··· Data provided
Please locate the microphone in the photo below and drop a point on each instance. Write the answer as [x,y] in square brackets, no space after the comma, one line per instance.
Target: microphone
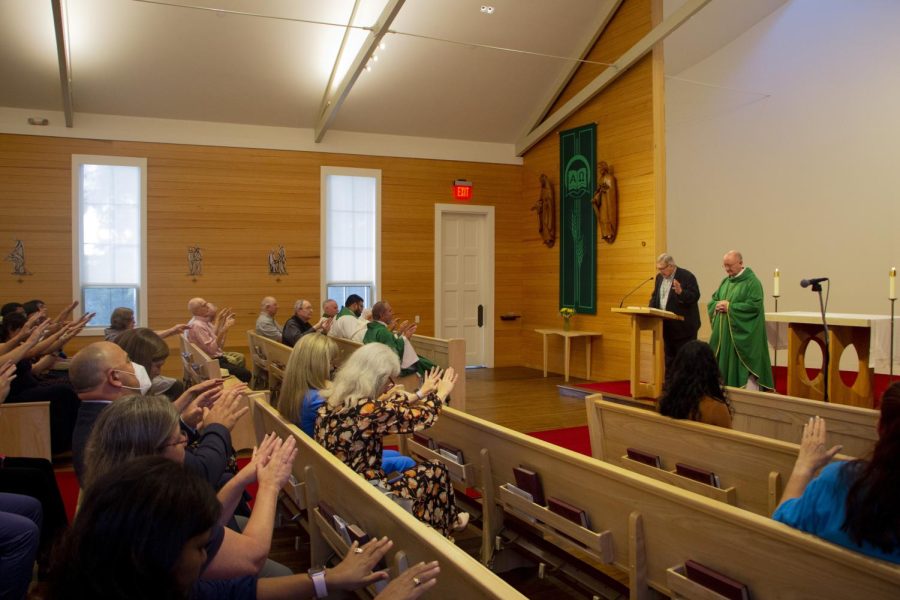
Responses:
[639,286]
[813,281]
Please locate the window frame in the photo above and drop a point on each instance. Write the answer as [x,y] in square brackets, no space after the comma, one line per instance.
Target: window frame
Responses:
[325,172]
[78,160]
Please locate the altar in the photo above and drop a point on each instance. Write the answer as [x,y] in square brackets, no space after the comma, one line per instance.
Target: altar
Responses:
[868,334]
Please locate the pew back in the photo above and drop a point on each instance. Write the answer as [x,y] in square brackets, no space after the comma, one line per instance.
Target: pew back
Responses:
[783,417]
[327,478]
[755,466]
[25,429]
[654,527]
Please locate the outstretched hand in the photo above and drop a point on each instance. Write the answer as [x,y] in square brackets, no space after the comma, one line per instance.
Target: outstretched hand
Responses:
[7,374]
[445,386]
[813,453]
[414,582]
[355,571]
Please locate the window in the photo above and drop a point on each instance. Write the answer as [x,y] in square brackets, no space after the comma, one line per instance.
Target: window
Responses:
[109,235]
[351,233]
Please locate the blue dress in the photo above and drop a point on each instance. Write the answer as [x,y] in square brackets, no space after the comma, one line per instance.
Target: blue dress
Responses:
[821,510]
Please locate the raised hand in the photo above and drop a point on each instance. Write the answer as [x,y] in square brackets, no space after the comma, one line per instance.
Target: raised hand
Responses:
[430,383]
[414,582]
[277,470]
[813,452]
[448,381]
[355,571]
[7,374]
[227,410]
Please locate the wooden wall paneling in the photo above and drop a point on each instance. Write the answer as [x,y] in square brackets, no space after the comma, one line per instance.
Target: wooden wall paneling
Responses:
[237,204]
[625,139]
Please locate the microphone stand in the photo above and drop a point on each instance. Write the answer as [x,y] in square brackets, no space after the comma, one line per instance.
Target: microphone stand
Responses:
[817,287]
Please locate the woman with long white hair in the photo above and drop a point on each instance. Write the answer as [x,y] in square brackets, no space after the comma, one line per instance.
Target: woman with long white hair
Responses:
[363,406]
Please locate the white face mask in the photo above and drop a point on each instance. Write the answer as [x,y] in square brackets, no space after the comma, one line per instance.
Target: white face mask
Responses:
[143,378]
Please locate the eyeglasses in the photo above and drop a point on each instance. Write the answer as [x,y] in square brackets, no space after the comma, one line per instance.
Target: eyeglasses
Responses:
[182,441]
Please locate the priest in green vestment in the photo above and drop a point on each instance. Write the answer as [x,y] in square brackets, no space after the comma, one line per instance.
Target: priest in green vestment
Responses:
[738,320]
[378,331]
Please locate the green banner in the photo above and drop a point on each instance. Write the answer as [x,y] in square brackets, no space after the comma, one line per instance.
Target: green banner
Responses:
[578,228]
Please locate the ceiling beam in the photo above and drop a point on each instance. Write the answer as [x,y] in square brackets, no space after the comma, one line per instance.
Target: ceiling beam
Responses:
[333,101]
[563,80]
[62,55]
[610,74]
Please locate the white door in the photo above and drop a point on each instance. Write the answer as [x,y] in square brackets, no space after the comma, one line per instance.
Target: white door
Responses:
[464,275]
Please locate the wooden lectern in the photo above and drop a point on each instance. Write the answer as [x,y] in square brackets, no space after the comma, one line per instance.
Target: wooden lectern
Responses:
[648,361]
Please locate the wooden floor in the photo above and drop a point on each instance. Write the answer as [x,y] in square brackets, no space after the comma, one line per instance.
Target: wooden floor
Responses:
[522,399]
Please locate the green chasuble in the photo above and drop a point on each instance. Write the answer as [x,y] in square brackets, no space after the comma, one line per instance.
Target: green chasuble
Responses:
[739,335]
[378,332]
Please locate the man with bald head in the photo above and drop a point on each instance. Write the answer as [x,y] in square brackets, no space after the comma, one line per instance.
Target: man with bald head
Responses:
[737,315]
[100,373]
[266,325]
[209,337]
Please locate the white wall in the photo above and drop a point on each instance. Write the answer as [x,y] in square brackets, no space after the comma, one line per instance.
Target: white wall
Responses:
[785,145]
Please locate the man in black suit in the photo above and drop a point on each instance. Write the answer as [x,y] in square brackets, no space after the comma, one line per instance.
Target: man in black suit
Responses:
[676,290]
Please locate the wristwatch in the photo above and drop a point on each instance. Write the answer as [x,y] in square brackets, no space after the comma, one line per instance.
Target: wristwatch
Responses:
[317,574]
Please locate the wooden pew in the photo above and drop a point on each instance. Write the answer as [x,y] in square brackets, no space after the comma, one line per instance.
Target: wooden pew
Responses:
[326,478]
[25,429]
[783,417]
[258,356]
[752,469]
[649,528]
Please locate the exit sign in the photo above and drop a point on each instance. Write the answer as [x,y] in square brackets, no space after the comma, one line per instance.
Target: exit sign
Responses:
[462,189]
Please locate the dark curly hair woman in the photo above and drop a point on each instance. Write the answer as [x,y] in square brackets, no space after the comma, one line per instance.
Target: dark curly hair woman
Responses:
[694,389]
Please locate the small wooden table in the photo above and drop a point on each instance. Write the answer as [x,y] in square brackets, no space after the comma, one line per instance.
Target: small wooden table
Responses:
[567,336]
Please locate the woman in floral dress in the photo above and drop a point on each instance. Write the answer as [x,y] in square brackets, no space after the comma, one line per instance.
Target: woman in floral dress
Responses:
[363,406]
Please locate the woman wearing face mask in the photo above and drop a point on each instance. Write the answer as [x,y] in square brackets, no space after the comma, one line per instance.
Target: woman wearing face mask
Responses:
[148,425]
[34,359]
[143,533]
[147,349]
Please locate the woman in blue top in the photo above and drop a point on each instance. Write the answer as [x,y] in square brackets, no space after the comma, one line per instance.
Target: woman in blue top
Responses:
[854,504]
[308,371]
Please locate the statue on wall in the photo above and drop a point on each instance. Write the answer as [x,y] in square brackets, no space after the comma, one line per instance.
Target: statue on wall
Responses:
······
- **Exercise prompt**
Quote all the lines above exactly as given. Do not include the pictures.

- **Exercise result**
Please locate the microphone in the photo below and drop a point on each instance. Write the answer as [x,y] in square brackets, no space after the comma, one line per instance.
Target: microphone
Responses:
[639,286]
[813,281]
Please locate the window frame in the photo above and drop a point on each instance. Write the answer as [x,y] in square brackets, no space after the comma, one line per instance.
Target: window frame
Responses:
[325,172]
[78,160]
Please locate the altar in the photo above and drop a point on each instance. Write the answer as [x,y] in square brackets, no space after the comma, one line per instance.
Target: altar
Responses:
[868,334]
Please locate the pew back in the photo above and drop a point on each instance. Write the answer as [x,y] in square brackets, no space after the comma, one line per instance.
Target: pew back
Responses:
[783,417]
[327,478]
[755,466]
[25,429]
[654,527]
Please locate the outstretched hand in the photo above and drop a point on each instance. Write the answer as [x,y] in square brackets, no space after the comma, one line per instance.
Target: outstretched hand
Responses:
[7,374]
[445,386]
[813,453]
[414,582]
[355,571]
Please locate the window in the photo above and drop a point on each instance. Write the answer as [x,y] in square brackets, no space after the comma, one line per instance.
Target: window
Responses:
[109,235]
[351,233]
Please locate the blue dress in the photo above and drop a point on each instance. Write the answer as [x,y] in square brackets, no space after the comma, one line per instance.
Target: blue dress
Responses:
[821,510]
Please locate the raised hand in the photo above and drop a point on each instance. Write the answer as [x,y] in square brackets, no space after the comma, one line per instance.
Target: raised hand
Responses:
[430,383]
[414,582]
[277,470]
[813,452]
[448,381]
[355,571]
[7,374]
[227,410]
Please locate the wooden wall paneling in the photo above and drop a point on each instance. Write the answer as [x,y] in square brackets, no space after the comma, one line per instance.
Target: wooden wall paneling
Responses:
[237,204]
[625,139]
Please locate the microphone stand in the photo above and drop a point on each instance. Write the answer as [x,y] in square brackets, no space after the comma, one line per instance.
Target: microphone stand
Responses:
[817,287]
Please locate the woman with long white hair in the photo above and drop a point on each instance. Write the answer as [x,y] in square brackets, no space after the comma, one line per instance.
Target: woman with long white hair
Responses:
[363,406]
Please locate the white face mask in the photo above and drop a point on each instance. Write the answer as [x,y] in square brackets, no space after the comma, one line per instance.
Target: white face mask
Responses:
[143,378]
Please locate the eyeglasses in the photo above and drop a point on each instance. Write the answer as [x,y] in square brackets, no space after the comma, one line per instance.
Target: eyeglasses
Responses:
[182,441]
Please locate the priest in green vestment in the photo above and drop a point on each instance. Write the answer as [x,y] in square brackets, no space after the comma, one line per instance.
Target: priest in green vestment
Responses:
[738,320]
[378,331]
Please locate the green banner in the photo above and drop a point on each instance. Write the answer as [x,y] in square brackets, no space after the comma, one line per instance.
Target: green banner
Responses:
[578,228]
Please locate the ceiling beam in the photo above and drop a point on each instance. Write the answer as [x,y] in square brackets, no space after the comma, one line per instance.
Target: ceiling beam
Responses:
[333,101]
[563,80]
[62,55]
[610,74]
Please locate the white door in the photo above and drop a point on each instance. Write the answer as [x,y] in square brackets, no space after the comma, one line per instance.
Target: white door
Responses:
[464,275]
Please locate the wooden lectern in the photo above and drop a point on each instance. Write the answer as [x,y] in square brackets, no space after the comma, one line per instance.
Target: wooden lectern
Responses:
[648,361]
Please locate the wooden floor in the photo above and drop a point on each instance. Write the answer as [x,y] in square brackets, no space after the comma, one line per instance.
Target: wooden floor
Responses:
[522,399]
Please locate the green chasuble in the photo above and drop a point on each instance. Write the answer as [x,y] in square brackets, no space after the comma, one line per instance.
Target: green chasuble
Responses:
[739,335]
[378,332]
Please locate the man with bald head in the photo above and drop a point on each instance. Write the answer as [x,y] in square brackets, no space after the comma, one line per instance.
Target: man with bald head
Responses:
[737,315]
[100,373]
[266,325]
[209,337]
Please locate the white wall in the photo above and drop a point on each instance. Write the answer as [x,y] in square brackets, no space after the comma, one line per instance.
Target: white wall
Responses:
[785,145]
Please locate the man in black suit in the photo above and drop a point on each instance. Write the answer as [x,y] in square brackets, no space after the comma, one line per instance.
Target: man in black suit
Responses:
[676,290]
Please locate the wristwatch in the photo above and drop a point on each instance. Write the answer as [x,y] in square brackets, no space after the comma, one line per instance.
Target: wristwatch
Responses:
[317,574]
Please locate the wooden pew in the photo above and drop a point on each instance. Write the answer as [x,y] in square brackets, no space after the comma, one line per instance.
Target: wooden pew
Responses:
[326,478]
[25,429]
[783,417]
[258,356]
[752,469]
[649,528]
Please locate the exit sign in the photo above and drop a point on each instance. Write the answer as [x,y] in square brackets, no space after the comma, one line per instance.
Target: exit sign
Responses:
[462,189]
Please locate the dark curly hair woman in the photo above and drop a point on each instance. Write the answer as [x,y] in square brackets, no space after the comma, one line per instance.
Target: dark curly hair woman
Responses:
[694,389]
Please locate the small wooden table in the photo above and drop a point on each instance. Write the answer as [x,y] in square brackets, no space after the comma, one line per instance.
Target: small wooden table
Responses:
[567,336]
Please locate the woman in floral dress in the photo above and drop a point on each instance. Write the answer as [x,y] in square brackets, no space after the comma, one line per instance.
Target: woman in floral dress
Responses:
[363,406]
Please locate the woman wearing face mask in the photo above and drop a point on each instance. Write the answer as [x,y] in square brackets, no space after the comma, one line per instance.
Target: woman wearing face mask
Responses:
[148,425]
[34,359]
[143,533]
[147,349]
Please locate the woman in blue top in the photo above and drop a point on each instance. Write the answer as [x,y] in square brackets, no space after the comma, one line per instance.
Target: woman in blue top
Responses:
[854,504]
[308,371]
Please locate the statue on wall in the photo above and drop a point on each instance. Write the answer as [x,y] in square brackets, no space after the comma, one line per instance.
Target: statue on wall
Responses:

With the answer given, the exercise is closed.